Out of the lines below, please list those that hold the string "yellow".

══ SUPPLIED DATA

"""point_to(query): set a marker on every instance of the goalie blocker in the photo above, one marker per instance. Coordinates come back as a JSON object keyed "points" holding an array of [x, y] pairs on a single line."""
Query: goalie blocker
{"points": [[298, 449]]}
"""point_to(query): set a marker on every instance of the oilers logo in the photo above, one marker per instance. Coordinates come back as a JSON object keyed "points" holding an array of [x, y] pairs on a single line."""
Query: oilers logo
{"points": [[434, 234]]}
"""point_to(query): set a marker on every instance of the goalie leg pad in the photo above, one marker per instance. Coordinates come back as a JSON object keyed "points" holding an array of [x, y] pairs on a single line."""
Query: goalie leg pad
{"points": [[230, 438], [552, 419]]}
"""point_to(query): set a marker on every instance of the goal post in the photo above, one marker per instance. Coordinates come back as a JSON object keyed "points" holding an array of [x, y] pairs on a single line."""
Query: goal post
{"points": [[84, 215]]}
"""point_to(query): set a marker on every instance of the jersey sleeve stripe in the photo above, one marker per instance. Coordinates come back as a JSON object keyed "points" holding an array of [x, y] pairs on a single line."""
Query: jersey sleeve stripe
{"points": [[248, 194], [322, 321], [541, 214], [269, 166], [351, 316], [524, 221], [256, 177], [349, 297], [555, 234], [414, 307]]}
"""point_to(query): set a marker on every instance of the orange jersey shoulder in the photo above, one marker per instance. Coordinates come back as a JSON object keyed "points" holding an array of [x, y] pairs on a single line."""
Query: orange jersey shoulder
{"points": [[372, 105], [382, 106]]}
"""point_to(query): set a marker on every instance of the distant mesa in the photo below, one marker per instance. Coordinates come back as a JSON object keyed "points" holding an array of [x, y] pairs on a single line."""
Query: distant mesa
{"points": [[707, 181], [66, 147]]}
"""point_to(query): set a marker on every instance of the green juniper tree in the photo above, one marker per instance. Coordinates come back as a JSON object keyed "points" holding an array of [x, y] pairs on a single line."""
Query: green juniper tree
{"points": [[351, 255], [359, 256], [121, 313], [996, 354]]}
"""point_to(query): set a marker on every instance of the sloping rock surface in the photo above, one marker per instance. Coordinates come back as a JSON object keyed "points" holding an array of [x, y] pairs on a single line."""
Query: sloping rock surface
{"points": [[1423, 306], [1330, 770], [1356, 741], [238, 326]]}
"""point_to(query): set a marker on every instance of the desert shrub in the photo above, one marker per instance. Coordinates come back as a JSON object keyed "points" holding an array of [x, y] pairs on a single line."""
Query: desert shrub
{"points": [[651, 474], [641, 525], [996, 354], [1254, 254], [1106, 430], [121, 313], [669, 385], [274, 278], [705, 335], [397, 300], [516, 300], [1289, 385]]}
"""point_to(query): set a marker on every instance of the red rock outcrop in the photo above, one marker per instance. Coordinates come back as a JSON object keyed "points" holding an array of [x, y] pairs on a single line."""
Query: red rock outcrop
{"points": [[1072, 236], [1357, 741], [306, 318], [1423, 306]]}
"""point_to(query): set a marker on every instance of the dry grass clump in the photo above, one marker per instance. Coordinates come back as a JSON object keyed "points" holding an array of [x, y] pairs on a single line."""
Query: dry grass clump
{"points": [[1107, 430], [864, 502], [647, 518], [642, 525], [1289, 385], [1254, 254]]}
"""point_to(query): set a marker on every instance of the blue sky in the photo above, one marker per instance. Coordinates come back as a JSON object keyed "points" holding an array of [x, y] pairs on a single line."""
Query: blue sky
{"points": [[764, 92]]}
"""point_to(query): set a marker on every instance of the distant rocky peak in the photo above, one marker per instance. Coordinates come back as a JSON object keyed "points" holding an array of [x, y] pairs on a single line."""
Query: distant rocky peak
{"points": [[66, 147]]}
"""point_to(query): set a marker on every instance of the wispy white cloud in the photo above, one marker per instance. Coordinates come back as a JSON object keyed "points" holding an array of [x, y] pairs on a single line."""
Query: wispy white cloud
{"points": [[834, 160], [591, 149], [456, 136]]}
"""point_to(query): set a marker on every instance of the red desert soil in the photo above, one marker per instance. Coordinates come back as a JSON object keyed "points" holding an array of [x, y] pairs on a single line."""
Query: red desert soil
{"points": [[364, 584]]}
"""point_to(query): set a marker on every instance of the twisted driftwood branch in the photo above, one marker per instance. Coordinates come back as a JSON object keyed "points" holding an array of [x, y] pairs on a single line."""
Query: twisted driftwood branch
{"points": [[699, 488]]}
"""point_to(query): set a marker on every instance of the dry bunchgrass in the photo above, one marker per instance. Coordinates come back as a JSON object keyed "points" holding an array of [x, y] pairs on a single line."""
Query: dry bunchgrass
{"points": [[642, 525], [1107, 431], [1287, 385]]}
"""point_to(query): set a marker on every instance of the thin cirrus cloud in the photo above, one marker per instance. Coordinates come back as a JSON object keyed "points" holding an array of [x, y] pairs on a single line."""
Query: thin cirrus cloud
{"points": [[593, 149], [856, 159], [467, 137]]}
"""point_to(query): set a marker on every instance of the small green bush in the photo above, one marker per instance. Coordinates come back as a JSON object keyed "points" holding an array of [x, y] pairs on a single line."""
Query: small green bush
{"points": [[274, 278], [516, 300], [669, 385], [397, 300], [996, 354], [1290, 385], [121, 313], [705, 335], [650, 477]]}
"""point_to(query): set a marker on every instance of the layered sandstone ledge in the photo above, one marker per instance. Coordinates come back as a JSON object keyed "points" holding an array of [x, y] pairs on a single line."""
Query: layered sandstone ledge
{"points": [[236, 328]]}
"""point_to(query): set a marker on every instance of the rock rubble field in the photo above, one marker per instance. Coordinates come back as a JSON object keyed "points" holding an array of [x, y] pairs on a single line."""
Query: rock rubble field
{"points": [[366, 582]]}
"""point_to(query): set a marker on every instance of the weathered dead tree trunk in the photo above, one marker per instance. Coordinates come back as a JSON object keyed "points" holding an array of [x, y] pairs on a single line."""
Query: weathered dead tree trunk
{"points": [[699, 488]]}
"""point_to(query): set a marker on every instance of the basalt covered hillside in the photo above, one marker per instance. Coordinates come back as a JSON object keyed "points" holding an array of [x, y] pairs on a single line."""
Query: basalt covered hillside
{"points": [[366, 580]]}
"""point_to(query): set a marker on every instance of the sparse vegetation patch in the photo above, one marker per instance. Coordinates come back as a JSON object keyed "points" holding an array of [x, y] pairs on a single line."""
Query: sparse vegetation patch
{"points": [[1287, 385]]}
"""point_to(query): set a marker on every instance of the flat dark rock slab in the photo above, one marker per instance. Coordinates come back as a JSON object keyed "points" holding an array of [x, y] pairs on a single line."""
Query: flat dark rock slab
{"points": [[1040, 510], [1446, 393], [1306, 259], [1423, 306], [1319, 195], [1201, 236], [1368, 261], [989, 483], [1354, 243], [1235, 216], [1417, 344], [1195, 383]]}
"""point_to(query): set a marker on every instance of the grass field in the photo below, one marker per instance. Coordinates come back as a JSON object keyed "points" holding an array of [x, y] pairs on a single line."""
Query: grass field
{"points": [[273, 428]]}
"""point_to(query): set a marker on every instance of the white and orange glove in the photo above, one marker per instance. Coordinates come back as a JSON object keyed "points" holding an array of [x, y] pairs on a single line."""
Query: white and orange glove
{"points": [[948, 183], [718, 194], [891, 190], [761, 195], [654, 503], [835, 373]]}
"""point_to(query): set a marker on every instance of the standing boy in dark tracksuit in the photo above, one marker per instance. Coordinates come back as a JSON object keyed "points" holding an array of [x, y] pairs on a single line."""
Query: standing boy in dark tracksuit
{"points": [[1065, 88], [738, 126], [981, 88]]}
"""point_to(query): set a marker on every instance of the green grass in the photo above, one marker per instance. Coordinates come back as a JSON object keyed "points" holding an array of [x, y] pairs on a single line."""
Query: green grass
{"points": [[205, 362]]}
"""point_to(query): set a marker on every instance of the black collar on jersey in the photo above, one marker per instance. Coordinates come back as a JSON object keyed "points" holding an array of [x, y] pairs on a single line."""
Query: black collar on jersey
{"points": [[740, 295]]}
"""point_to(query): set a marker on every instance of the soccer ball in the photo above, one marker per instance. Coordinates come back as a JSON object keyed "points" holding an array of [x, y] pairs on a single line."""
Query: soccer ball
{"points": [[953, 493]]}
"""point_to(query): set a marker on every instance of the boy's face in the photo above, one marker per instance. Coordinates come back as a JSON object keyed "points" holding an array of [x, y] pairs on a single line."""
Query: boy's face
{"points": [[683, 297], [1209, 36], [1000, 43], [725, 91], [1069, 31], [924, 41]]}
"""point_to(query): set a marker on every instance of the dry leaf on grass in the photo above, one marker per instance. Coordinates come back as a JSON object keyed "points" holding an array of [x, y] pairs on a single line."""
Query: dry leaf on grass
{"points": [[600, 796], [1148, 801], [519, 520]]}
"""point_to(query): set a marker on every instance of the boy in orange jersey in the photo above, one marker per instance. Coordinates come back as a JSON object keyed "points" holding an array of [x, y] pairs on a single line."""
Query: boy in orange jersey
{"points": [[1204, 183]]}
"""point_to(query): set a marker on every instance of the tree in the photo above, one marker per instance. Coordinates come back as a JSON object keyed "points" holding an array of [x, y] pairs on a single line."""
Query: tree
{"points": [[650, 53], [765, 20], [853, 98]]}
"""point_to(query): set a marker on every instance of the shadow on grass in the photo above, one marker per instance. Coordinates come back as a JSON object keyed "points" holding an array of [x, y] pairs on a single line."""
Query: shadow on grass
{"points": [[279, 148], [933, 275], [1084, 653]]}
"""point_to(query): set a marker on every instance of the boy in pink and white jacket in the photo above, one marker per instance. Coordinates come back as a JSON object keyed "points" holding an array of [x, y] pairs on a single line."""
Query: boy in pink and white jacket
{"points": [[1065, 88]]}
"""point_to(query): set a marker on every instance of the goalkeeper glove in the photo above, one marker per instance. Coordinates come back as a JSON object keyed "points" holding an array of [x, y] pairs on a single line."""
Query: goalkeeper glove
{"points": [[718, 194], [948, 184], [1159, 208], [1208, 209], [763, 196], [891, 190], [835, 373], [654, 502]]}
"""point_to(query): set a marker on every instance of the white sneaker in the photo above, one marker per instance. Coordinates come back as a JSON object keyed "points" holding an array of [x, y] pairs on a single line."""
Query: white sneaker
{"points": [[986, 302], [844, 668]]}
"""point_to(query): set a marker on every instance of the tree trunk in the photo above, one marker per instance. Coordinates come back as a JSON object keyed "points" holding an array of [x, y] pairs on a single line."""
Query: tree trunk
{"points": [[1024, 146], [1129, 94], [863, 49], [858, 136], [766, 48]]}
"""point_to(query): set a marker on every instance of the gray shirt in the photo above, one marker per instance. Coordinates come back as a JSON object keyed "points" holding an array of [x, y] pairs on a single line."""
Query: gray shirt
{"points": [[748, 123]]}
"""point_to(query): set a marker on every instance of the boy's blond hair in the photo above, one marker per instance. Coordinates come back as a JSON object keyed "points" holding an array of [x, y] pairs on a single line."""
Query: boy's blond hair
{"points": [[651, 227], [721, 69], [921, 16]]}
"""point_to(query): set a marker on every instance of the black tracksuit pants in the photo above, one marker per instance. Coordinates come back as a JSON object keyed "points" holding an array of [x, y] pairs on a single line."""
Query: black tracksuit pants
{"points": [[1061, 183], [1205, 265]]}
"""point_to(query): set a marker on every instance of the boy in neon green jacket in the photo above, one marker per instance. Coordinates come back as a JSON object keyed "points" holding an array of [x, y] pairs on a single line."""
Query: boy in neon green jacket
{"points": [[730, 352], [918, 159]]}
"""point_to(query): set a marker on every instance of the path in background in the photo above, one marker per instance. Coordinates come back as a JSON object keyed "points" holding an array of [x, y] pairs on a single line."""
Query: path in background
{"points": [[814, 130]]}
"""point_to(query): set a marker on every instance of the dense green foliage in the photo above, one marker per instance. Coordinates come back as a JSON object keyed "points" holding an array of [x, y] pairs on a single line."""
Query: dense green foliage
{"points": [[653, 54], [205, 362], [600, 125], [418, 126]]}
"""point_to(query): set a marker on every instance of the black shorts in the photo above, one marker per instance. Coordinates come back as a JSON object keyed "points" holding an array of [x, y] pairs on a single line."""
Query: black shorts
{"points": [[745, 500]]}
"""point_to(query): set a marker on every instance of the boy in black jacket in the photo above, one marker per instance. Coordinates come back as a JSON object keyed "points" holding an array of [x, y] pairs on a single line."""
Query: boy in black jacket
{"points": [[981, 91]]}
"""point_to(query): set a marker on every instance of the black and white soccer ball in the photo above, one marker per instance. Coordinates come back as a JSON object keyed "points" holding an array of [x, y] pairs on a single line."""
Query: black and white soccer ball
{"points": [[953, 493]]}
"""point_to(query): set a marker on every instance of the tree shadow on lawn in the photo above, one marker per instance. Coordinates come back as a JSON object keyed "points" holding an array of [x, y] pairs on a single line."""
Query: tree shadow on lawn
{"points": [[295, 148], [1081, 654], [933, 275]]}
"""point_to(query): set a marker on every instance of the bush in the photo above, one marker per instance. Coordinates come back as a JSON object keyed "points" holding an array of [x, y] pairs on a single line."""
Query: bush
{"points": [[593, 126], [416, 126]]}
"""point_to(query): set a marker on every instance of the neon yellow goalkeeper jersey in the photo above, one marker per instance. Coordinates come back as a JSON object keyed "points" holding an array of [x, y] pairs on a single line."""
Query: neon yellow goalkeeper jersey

════

> _EXERCISE RESPONSE_
"""point_to(query): set a marker on every instance of the neon yellow goalkeeper jersey in the photo above, one marker per instance. Coordinates come back as a JSON object keyed "points" holding an array of [x, y] pairs on a single line."""
Query: neon yellow goalkeeper jersey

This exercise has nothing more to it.